▶ AIM: Render every line of the data below as a numbered list, skipping any blank lines and leaving the pictures out.

▶ Location identification items:
<<<<

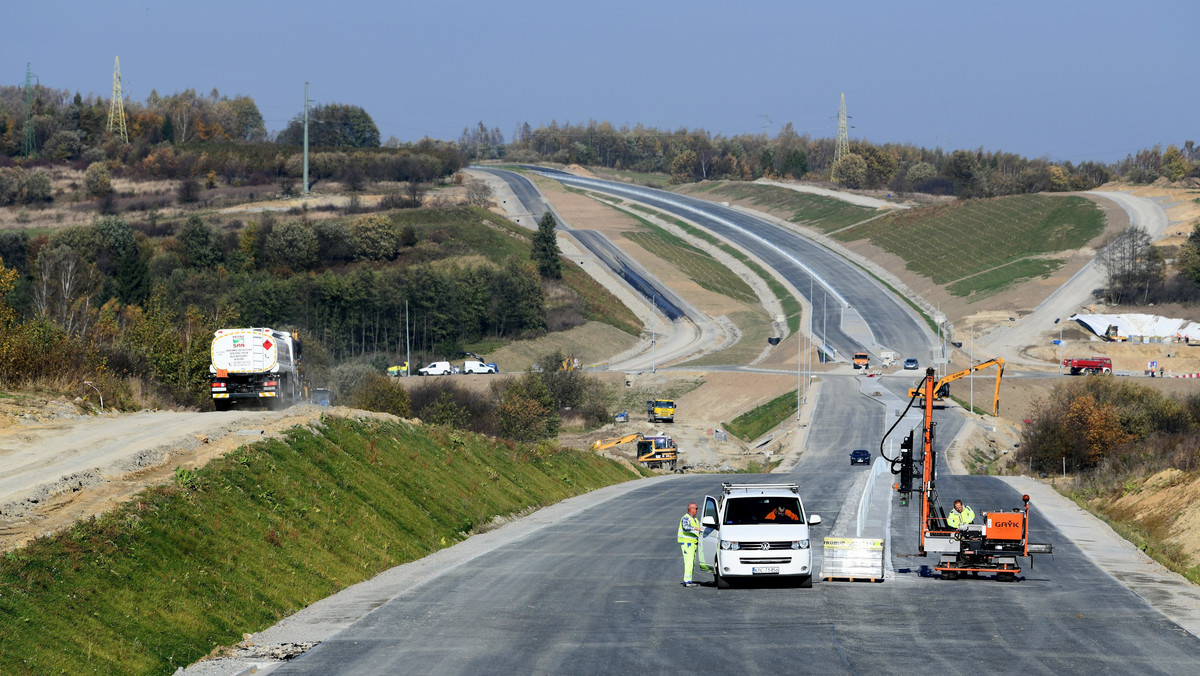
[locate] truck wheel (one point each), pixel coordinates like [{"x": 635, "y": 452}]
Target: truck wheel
[{"x": 721, "y": 582}]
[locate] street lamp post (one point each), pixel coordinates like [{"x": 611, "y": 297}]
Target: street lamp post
[
  {"x": 1059, "y": 321},
  {"x": 97, "y": 392}
]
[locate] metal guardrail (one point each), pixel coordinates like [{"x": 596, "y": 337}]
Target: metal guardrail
[{"x": 864, "y": 502}]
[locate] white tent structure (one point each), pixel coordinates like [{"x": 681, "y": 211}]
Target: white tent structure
[{"x": 1140, "y": 328}]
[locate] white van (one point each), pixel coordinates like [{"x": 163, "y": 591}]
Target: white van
[
  {"x": 436, "y": 369},
  {"x": 757, "y": 531},
  {"x": 478, "y": 368}
]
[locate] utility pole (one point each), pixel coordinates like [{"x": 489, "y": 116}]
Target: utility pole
[
  {"x": 653, "y": 342},
  {"x": 306, "y": 138},
  {"x": 1059, "y": 321},
  {"x": 843, "y": 145},
  {"x": 117, "y": 106}
]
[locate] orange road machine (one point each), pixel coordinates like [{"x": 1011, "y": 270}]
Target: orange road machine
[{"x": 991, "y": 546}]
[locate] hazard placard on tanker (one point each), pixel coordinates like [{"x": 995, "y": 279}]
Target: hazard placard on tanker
[{"x": 245, "y": 351}]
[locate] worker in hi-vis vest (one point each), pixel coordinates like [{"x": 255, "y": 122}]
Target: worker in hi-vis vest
[
  {"x": 689, "y": 538},
  {"x": 960, "y": 515}
]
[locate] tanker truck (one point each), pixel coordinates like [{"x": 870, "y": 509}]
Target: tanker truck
[{"x": 256, "y": 365}]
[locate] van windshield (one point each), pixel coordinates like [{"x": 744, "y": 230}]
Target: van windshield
[{"x": 762, "y": 509}]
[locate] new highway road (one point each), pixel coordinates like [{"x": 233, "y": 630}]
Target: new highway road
[{"x": 598, "y": 592}]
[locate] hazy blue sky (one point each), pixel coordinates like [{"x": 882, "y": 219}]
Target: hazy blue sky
[{"x": 1069, "y": 81}]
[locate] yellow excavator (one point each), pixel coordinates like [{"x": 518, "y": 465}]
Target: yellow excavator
[
  {"x": 616, "y": 441},
  {"x": 657, "y": 453},
  {"x": 942, "y": 388}
]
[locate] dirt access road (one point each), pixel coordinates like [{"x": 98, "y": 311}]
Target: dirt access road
[{"x": 58, "y": 466}]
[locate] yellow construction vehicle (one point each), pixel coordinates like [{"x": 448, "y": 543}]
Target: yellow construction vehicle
[
  {"x": 942, "y": 388},
  {"x": 660, "y": 411},
  {"x": 601, "y": 444}
]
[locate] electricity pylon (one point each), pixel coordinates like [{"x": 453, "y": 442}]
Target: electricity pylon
[
  {"x": 27, "y": 141},
  {"x": 117, "y": 106},
  {"x": 843, "y": 145}
]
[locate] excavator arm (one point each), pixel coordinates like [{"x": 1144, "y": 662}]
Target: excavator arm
[
  {"x": 941, "y": 389},
  {"x": 616, "y": 441}
]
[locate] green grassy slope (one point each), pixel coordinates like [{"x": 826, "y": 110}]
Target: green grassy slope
[
  {"x": 259, "y": 534},
  {"x": 982, "y": 245}
]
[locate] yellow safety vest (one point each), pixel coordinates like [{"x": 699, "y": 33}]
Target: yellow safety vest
[
  {"x": 954, "y": 520},
  {"x": 684, "y": 536}
]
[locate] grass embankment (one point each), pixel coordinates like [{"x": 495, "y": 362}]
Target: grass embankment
[
  {"x": 817, "y": 211},
  {"x": 697, "y": 264},
  {"x": 640, "y": 178},
  {"x": 259, "y": 534},
  {"x": 981, "y": 246},
  {"x": 755, "y": 423}
]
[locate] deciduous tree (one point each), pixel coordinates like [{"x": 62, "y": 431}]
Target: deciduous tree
[{"x": 545, "y": 249}]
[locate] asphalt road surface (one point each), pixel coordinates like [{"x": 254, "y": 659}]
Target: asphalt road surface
[
  {"x": 599, "y": 592},
  {"x": 839, "y": 292}
]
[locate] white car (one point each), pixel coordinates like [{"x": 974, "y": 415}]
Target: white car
[
  {"x": 436, "y": 369},
  {"x": 757, "y": 531},
  {"x": 478, "y": 368}
]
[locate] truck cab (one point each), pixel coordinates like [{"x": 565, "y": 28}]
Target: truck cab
[
  {"x": 756, "y": 531},
  {"x": 660, "y": 411}
]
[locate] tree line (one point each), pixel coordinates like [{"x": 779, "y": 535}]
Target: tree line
[
  {"x": 115, "y": 303},
  {"x": 691, "y": 155},
  {"x": 210, "y": 137},
  {"x": 1109, "y": 429}
]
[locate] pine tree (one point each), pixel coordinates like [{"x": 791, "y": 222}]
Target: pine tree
[
  {"x": 132, "y": 277},
  {"x": 545, "y": 249}
]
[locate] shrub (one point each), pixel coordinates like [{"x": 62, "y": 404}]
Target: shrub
[
  {"x": 189, "y": 191},
  {"x": 97, "y": 180},
  {"x": 39, "y": 187}
]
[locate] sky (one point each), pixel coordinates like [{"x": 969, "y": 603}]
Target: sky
[{"x": 1067, "y": 81}]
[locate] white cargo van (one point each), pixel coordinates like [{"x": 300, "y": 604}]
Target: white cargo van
[
  {"x": 436, "y": 369},
  {"x": 757, "y": 531},
  {"x": 477, "y": 366}
]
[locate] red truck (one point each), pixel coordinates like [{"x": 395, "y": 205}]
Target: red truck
[{"x": 1090, "y": 365}]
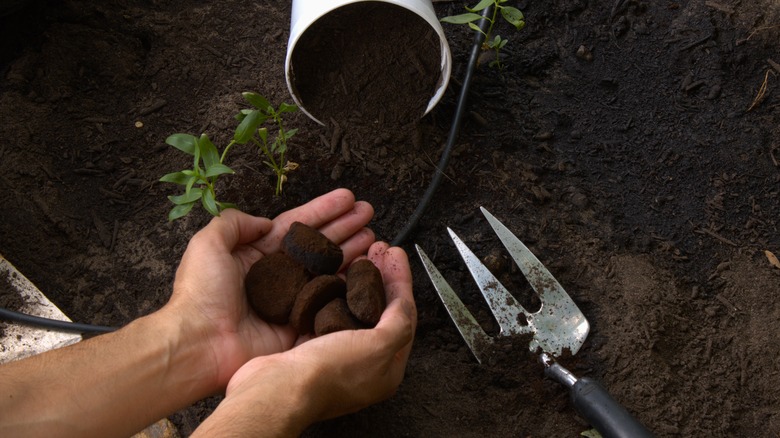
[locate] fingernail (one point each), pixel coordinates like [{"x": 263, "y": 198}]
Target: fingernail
[{"x": 408, "y": 308}]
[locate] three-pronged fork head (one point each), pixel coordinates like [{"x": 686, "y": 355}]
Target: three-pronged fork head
[{"x": 557, "y": 326}]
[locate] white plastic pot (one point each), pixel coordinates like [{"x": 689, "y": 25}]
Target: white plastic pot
[{"x": 306, "y": 12}]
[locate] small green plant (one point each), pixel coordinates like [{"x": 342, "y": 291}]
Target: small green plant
[
  {"x": 209, "y": 165},
  {"x": 492, "y": 42}
]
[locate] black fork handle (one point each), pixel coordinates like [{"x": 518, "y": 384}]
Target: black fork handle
[{"x": 594, "y": 403}]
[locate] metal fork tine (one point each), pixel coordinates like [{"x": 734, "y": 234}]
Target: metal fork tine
[
  {"x": 475, "y": 337},
  {"x": 509, "y": 314}
]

>>>>

▶ RESULT BELOW:
1. [locate] truck wheel (one point each), pixel coordinates like [{"x": 635, "y": 452}]
2. Target: truck wheel
3. [{"x": 721, "y": 582}]
4. [locate] street lamp post (one point each), pixel coordinates like [{"x": 611, "y": 297}]
5. Target: street lamp post
6. [
7.   {"x": 1059, "y": 321},
8.   {"x": 97, "y": 392}
9. ]
10. [locate] metal guardrail (one point each), pixel coordinates like [{"x": 596, "y": 337}]
11. Target: metal guardrail
12. [{"x": 864, "y": 502}]
13. [locate] white tent structure (one point each), pixel coordinates like [{"x": 681, "y": 211}]
14. Target: white tent structure
15. [{"x": 1140, "y": 328}]
16. [locate] white van (one point each), pixel coordinates like [{"x": 163, "y": 591}]
17. Target: white van
18. [
19.   {"x": 436, "y": 369},
20.   {"x": 757, "y": 531},
21.   {"x": 478, "y": 368}
22. ]
23. [locate] utility pole (one point each), pixel coordinates like [{"x": 489, "y": 116}]
24. Target: utility pole
25. [
26.   {"x": 653, "y": 342},
27.   {"x": 306, "y": 138},
28.   {"x": 1059, "y": 321},
29.   {"x": 843, "y": 145},
30.   {"x": 117, "y": 106}
31. ]
32. [locate] orange road machine (one point each), pixel coordinates like [{"x": 1011, "y": 270}]
33. Target: orange road machine
34. [{"x": 991, "y": 546}]
35. [locate] hazard placard on tanker (one point each), pixel coordinates like [{"x": 995, "y": 279}]
36. Target: hazard placard on tanker
37. [{"x": 245, "y": 351}]
38. [locate] worker in hi-vis vest (one point each), pixel coordinates like [{"x": 255, "y": 122}]
39. Target: worker in hi-vis vest
40. [
41.   {"x": 689, "y": 538},
42.   {"x": 960, "y": 515}
43. ]
44. [locate] tanker truck (one point each), pixel coordinates like [{"x": 870, "y": 509}]
45. Target: tanker truck
46. [{"x": 256, "y": 365}]
47. [locate] van windshield (one point each), pixel coordinates like [{"x": 744, "y": 230}]
48. Target: van windshield
49. [{"x": 762, "y": 509}]
50. [locate] new highway road (one point each), pixel coordinates like [{"x": 233, "y": 630}]
51. Target: new highway road
52. [{"x": 598, "y": 592}]
53. [locate] hazy blue sky (one point each), pixel coordinates like [{"x": 882, "y": 219}]
54. Target: hazy blue sky
55. [{"x": 1069, "y": 81}]
56. [locate] yellow excavator (one point each), pixel coordinates like [{"x": 518, "y": 465}]
57. Target: yellow excavator
58. [
59.   {"x": 616, "y": 441},
60.   {"x": 657, "y": 453},
61.   {"x": 942, "y": 388}
62. ]
63. [locate] dirt access road (one point each), pixel coordinates like [{"x": 98, "y": 311}]
64. Target: dirt access road
65. [{"x": 58, "y": 466}]
66. [locate] yellow construction vehicle (one point each), pixel coordinates like [{"x": 448, "y": 543}]
67. Target: yellow construction vehicle
68. [
69.   {"x": 942, "y": 388},
70.   {"x": 660, "y": 411},
71.   {"x": 601, "y": 444}
72. ]
73. [locate] electricity pylon (one point each), pixel coordinates like [{"x": 453, "y": 442}]
74. Target: electricity pylon
75. [
76.   {"x": 27, "y": 141},
77.   {"x": 117, "y": 106},
78.   {"x": 843, "y": 145}
79. ]
80. [locate] excavator arm (one point each), pixel coordinates like [{"x": 1144, "y": 662}]
81. Target: excavator arm
82. [
83.   {"x": 941, "y": 389},
84.   {"x": 616, "y": 441}
85. ]
86. [locate] green grassy slope (one point each), pixel coordinates like [{"x": 826, "y": 110}]
87. Target: green grassy slope
88. [
89.   {"x": 259, "y": 534},
90.   {"x": 982, "y": 245}
91. ]
92. [locate] yellow safety vest (one point each), pixel coordinates like [{"x": 699, "y": 33}]
93. Target: yellow safety vest
94. [
95.   {"x": 954, "y": 520},
96.   {"x": 684, "y": 536}
97. ]
98. [locate] grass embankment (one point each), pixel coordinates like [{"x": 495, "y": 362}]
99. Target: grass embankment
100. [
101.   {"x": 817, "y": 211},
102.   {"x": 697, "y": 264},
103.   {"x": 640, "y": 178},
104.   {"x": 259, "y": 534},
105.   {"x": 981, "y": 246},
106.   {"x": 755, "y": 423}
107. ]
108. [locate] deciduous tree (one point each), pixel coordinates like [{"x": 62, "y": 431}]
109. Target: deciduous tree
110. [{"x": 545, "y": 249}]
111. [locate] asphalt road surface (one point each), pixel coordinates like [{"x": 254, "y": 659}]
112. Target: asphalt road surface
113. [
114.   {"x": 599, "y": 592},
115.   {"x": 839, "y": 292}
116. ]
117. [locate] white car (one point each), pixel coordinates like [{"x": 974, "y": 415}]
118. Target: white car
119. [
120.   {"x": 436, "y": 369},
121.   {"x": 757, "y": 531},
122.   {"x": 478, "y": 368}
123. ]
124. [locate] truck cab (one point each), pixel coordinates like [{"x": 565, "y": 28}]
125. Target: truck cab
126. [
127.   {"x": 756, "y": 531},
128.   {"x": 660, "y": 411}
129. ]
130. [locate] tree line (one point each), pixel coordinates like [{"x": 779, "y": 535}]
131. Target: tree line
132. [
133.   {"x": 115, "y": 303},
134.   {"x": 691, "y": 155},
135.   {"x": 210, "y": 137},
136.   {"x": 1109, "y": 429}
137. ]
138. [locate] pine tree (one point each), pixel coordinates like [{"x": 791, "y": 222}]
139. Target: pine tree
140. [
141.   {"x": 132, "y": 277},
142.   {"x": 545, "y": 249}
143. ]
144. [locate] shrub (one point each), pixel coordinates like [{"x": 62, "y": 404}]
145. Target: shrub
146. [
147.   {"x": 189, "y": 191},
148.   {"x": 97, "y": 180},
149.   {"x": 39, "y": 187}
150. ]
151. [locate] sky (one point each), pixel coordinates like [{"x": 969, "y": 603}]
152. Target: sky
153. [{"x": 1067, "y": 81}]
154. [locate] white cargo van (one point each), pixel coordinates like [{"x": 300, "y": 604}]
155. Target: white cargo van
156. [
157.   {"x": 436, "y": 369},
158.   {"x": 757, "y": 531},
159.   {"x": 477, "y": 366}
160. ]
161. [locate] red truck (one point each), pixel coordinates like [{"x": 395, "y": 205}]
162. Target: red truck
163. [{"x": 1090, "y": 365}]
164. [locate] fingernail (one point each), pixel coordinates like [{"x": 263, "y": 198}]
165. Target: fingernail
166. [{"x": 408, "y": 308}]
167. [locate] three-pronged fork head (one point each), pixel coordinates like [{"x": 686, "y": 355}]
168. Target: three-pronged fork head
169. [{"x": 557, "y": 326}]
170. [locate] white plastic pot (one point each), pixel coordinates like [{"x": 689, "y": 25}]
171. Target: white plastic pot
172. [{"x": 306, "y": 12}]
173. [locate] small green plant (one point each), pixel coordinates like [{"x": 342, "y": 291}]
174. Target: small green plant
175. [
176.   {"x": 209, "y": 165},
177.   {"x": 492, "y": 42}
178. ]
179. [locate] black fork handle (one point each), pixel coordinates like [{"x": 518, "y": 384}]
180. Target: black fork handle
181. [{"x": 594, "y": 403}]
182. [locate] metal fork tine (one point each), pixel coordinates like [{"x": 734, "y": 234}]
183. Target: metal fork tine
184. [
185.   {"x": 475, "y": 337},
186.   {"x": 509, "y": 314}
187. ]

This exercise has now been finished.